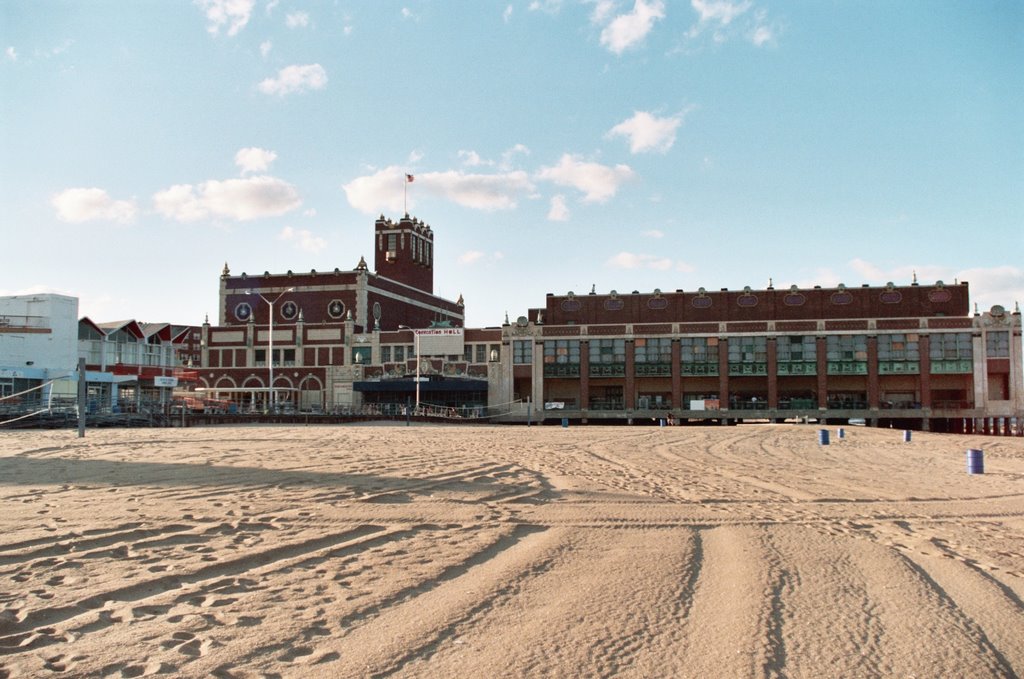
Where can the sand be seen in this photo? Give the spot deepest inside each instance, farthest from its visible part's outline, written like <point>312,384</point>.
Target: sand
<point>363,551</point>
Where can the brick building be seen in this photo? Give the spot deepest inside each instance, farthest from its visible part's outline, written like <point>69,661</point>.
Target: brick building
<point>906,355</point>
<point>909,355</point>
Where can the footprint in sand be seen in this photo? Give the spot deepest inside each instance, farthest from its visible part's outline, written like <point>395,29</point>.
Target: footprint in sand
<point>294,653</point>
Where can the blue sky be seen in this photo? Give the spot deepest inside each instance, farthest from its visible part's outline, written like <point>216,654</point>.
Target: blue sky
<point>556,145</point>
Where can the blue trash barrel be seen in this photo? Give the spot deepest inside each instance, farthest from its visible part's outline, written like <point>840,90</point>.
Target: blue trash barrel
<point>975,461</point>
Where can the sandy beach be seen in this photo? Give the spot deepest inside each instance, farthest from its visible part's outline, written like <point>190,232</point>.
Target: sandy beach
<point>378,551</point>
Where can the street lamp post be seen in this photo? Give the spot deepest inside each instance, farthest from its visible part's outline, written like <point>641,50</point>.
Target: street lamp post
<point>416,345</point>
<point>273,394</point>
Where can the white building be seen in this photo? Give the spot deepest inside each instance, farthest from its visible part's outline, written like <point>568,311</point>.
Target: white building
<point>38,341</point>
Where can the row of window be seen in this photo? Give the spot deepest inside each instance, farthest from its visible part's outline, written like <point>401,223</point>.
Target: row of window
<point>896,347</point>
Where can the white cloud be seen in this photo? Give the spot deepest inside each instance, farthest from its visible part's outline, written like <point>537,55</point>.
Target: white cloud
<point>480,192</point>
<point>295,79</point>
<point>630,260</point>
<point>647,132</point>
<point>303,240</point>
<point>988,285</point>
<point>233,13</point>
<point>78,205</point>
<point>628,30</point>
<point>297,19</point>
<point>180,203</point>
<point>996,285</point>
<point>598,182</point>
<point>720,16</point>
<point>254,159</point>
<point>719,11</point>
<point>384,191</point>
<point>547,6</point>
<point>558,211</point>
<point>602,11</point>
<point>471,159</point>
<point>474,256</point>
<point>381,192</point>
<point>509,155</point>
<point>242,200</point>
<point>762,35</point>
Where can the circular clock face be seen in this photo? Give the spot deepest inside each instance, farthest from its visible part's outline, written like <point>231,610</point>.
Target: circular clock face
<point>289,310</point>
<point>243,311</point>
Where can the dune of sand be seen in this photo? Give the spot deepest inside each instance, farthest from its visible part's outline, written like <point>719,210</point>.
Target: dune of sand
<point>749,551</point>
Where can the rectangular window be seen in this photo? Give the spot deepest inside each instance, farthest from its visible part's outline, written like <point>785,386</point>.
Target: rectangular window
<point>561,358</point>
<point>607,351</point>
<point>997,344</point>
<point>698,355</point>
<point>522,352</point>
<point>748,355</point>
<point>652,357</point>
<point>951,352</point>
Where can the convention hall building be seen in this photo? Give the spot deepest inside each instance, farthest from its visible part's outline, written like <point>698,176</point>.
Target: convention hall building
<point>913,356</point>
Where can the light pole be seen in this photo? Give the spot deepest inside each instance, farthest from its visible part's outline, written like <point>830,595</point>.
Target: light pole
<point>416,345</point>
<point>273,394</point>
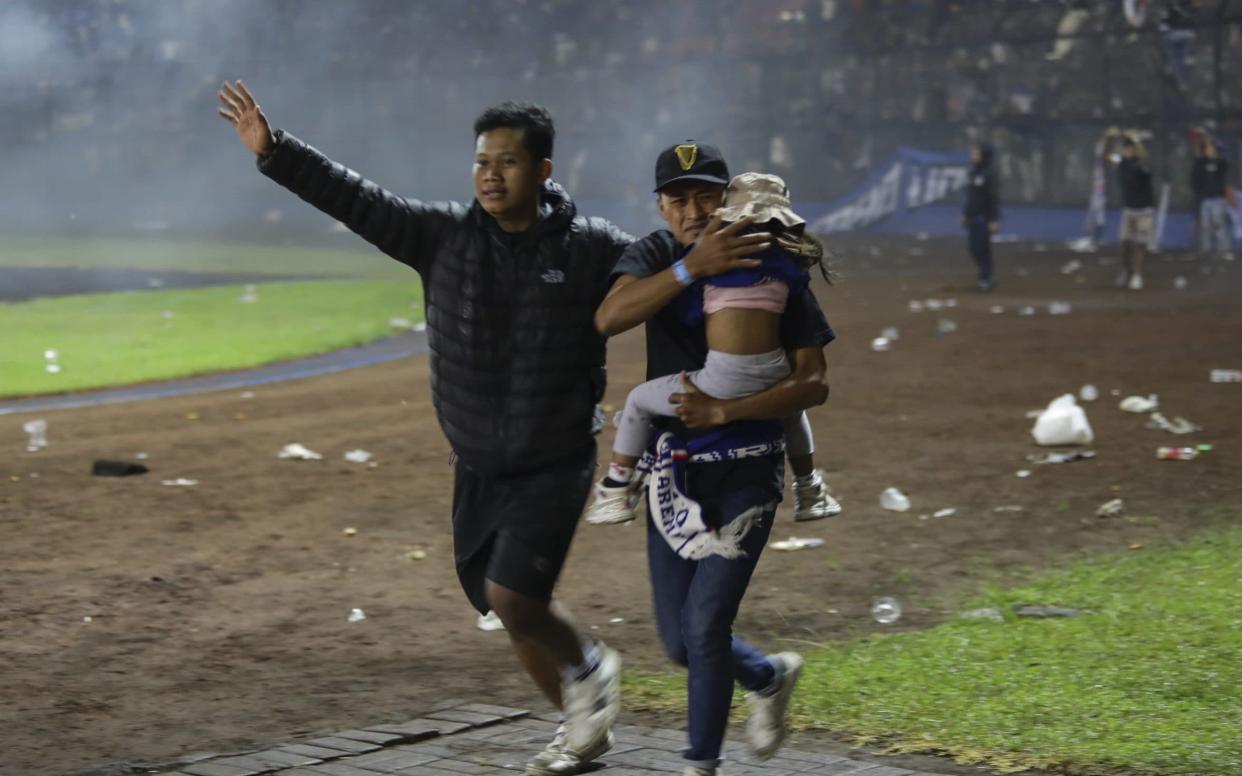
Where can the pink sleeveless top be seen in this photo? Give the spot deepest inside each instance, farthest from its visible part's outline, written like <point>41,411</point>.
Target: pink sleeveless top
<point>768,296</point>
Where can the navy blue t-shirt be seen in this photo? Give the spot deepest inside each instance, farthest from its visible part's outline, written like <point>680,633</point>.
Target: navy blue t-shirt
<point>672,347</point>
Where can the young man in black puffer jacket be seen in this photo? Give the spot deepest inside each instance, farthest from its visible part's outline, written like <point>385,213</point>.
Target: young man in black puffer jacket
<point>511,283</point>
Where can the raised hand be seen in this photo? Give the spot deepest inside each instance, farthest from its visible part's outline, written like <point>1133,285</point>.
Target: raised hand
<point>720,250</point>
<point>242,112</point>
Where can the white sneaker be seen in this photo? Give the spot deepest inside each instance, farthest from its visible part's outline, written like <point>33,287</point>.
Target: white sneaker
<point>812,500</point>
<point>591,704</point>
<point>558,760</point>
<point>612,504</point>
<point>766,726</point>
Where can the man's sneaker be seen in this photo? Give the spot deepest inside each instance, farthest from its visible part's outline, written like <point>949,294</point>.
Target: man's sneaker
<point>812,499</point>
<point>612,504</point>
<point>559,760</point>
<point>593,703</point>
<point>766,728</point>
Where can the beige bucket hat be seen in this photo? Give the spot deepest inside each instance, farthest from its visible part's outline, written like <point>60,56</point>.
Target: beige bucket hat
<point>760,195</point>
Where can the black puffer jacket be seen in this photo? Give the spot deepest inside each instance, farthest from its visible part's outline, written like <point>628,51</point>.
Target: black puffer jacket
<point>516,361</point>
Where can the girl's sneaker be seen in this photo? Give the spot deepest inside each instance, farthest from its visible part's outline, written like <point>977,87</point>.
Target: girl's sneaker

::::::::::

Could you output all the entries above exactly as written, leaving out the pictures?

COMPLETED TASK
Where can the sand be seen in this photo? Give the spot deepest inside each instance, farthest from its visible part's outline, written like <point>312,384</point>.
Target: sand
<point>363,551</point>
Where can the brick building be seen in this photo? Give the spot deepest inside each instance, farthest from its visible part's outline, written like <point>69,661</point>.
Target: brick building
<point>906,355</point>
<point>909,355</point>
Where can the footprint in sand be seen in this photo? Give the spot deepest inside each instance, farthest from its visible part's outline, written like <point>395,29</point>.
Target: footprint in sand
<point>294,653</point>
Where can the blue sky be seen in this photo? Give the spot deepest inside each instance, farthest from its visible part's outline, written like <point>216,654</point>.
Target: blue sky
<point>556,145</point>
Where can the blue trash barrel be seen in this photo? Give the spot deepest inside each instance, farthest from its visible part's outline, written like <point>840,90</point>.
Target: blue trash barrel
<point>975,461</point>
Where can the sandy beach be seen in this photo? Give the spot deepest inside each instance, farthest from its visible part's outline, written like <point>190,232</point>.
Target: sandy beach
<point>378,551</point>
Where can the street lamp post be seen in this photo? Give the spot deepest inside each instance, farthest from its visible part's outline, written like <point>641,50</point>.
Target: street lamp post
<point>416,345</point>
<point>273,394</point>
Where can the white building be seen in this photo? Give the spot deepest inside each instance, farthest from its visible part's outline, written like <point>568,311</point>.
Target: white building
<point>38,341</point>
Where can the row of window be seen in this photo? Give the spot deepest inside each instance, farthest from its visible part's outline, written like <point>401,223</point>.
Target: row of window
<point>896,347</point>
Where can the white cloud be seen in this photo? Give the spot deepest inside each instance, farthest from its visible part's outline, written like <point>537,55</point>.
Target: white cloud
<point>480,192</point>
<point>295,79</point>
<point>630,260</point>
<point>647,132</point>
<point>303,240</point>
<point>988,285</point>
<point>233,13</point>
<point>78,205</point>
<point>628,30</point>
<point>297,19</point>
<point>180,203</point>
<point>996,285</point>
<point>598,182</point>
<point>720,16</point>
<point>254,159</point>
<point>719,11</point>
<point>384,191</point>
<point>547,6</point>
<point>558,211</point>
<point>602,11</point>
<point>471,159</point>
<point>474,256</point>
<point>381,192</point>
<point>509,155</point>
<point>242,200</point>
<point>762,35</point>
Where can the circular clock face be seen in this photo? Give the spot deepest inside each instance, farthest from its visible part's outline, written like <point>231,610</point>.
Target: circular clock face
<point>289,310</point>
<point>243,311</point>
Where can the dune of sand be seen in this photo? Give the spot deepest inside each instance, farthest from its visible part's outline, written like <point>719,210</point>.
Target: dune of sand
<point>749,551</point>
Where can the rectangular window be seen in this photo? Give the spot deepest inside each instance, farthest from its visible part's outline, written like <point>785,386</point>.
Target: rectangular window
<point>561,358</point>
<point>607,351</point>
<point>997,344</point>
<point>698,355</point>
<point>522,352</point>
<point>748,355</point>
<point>652,357</point>
<point>951,352</point>
Where can the convention hall building be seen in this photo? Give the spot deepest inside each instance, farthest from its visible part's outline, written like <point>698,176</point>.
Target: convention hall building
<point>913,356</point>
Where can the light pole be seen in this photo? Give the spot deepest inside each instance, farthest from its visible part's outline, written like <point>830,595</point>.
Target: light pole
<point>416,345</point>
<point>273,394</point>
Where can the pink sleeveless top be seen in this photo? Give the spot deepest inside each instance, farthest from its visible part's outline, written like <point>41,411</point>.
Target: pink sleeveless top
<point>768,296</point>
Where can the navy blue t-shirt be seen in this photo? Give the spot deepest inside each instance, farthest from its visible part's outline, written like <point>680,633</point>.
Target: navy blue t-shirt
<point>672,347</point>
Where can the young man in black puffer jacket be seen in this photo? Give the spot deepest inside each instance, farthest from its visible part's outline, written like <point>385,213</point>.
Target: young man in black puffer jacket
<point>511,283</point>
Where can the raised hand be seen in this photo? Give the spot deepest inside each instance, farthest from its visible part's outline, written like <point>1133,285</point>.
Target: raised hand
<point>720,250</point>
<point>242,112</point>
Where can the white sneaker be seen in this photo? Give the spot deepest inside each instance, farthest from its visible part's outline, written like <point>33,287</point>.
Target: white sneaker
<point>812,500</point>
<point>591,704</point>
<point>558,760</point>
<point>612,504</point>
<point>766,726</point>
Where can the man's sneaker be seen in this photo? Give the spot deepest inside each instance, farthest from its visible part's outline, written like <point>949,294</point>.
Target: man's sneaker
<point>812,499</point>
<point>612,504</point>
<point>559,760</point>
<point>593,703</point>
<point>766,728</point>
Where can the beige bucket hat be seen in this photo? Give the spot deepest inside each instance, farthest from its visible part's outline, written like <point>60,56</point>.
Target: beige bucket hat
<point>760,195</point>
Where can the black puffer jacket be seen in this photo? Give the spot deepest inside each instance, farthest from its visible part's outline, written like <point>628,51</point>.
Target: black puffer jacket
<point>516,361</point>
Where can the girl's sneaker be seen in this photo? Give the spot deepest inside each instance, farthest from its visible part's outline, written like <point>977,87</point>.
Target: girl's sneaker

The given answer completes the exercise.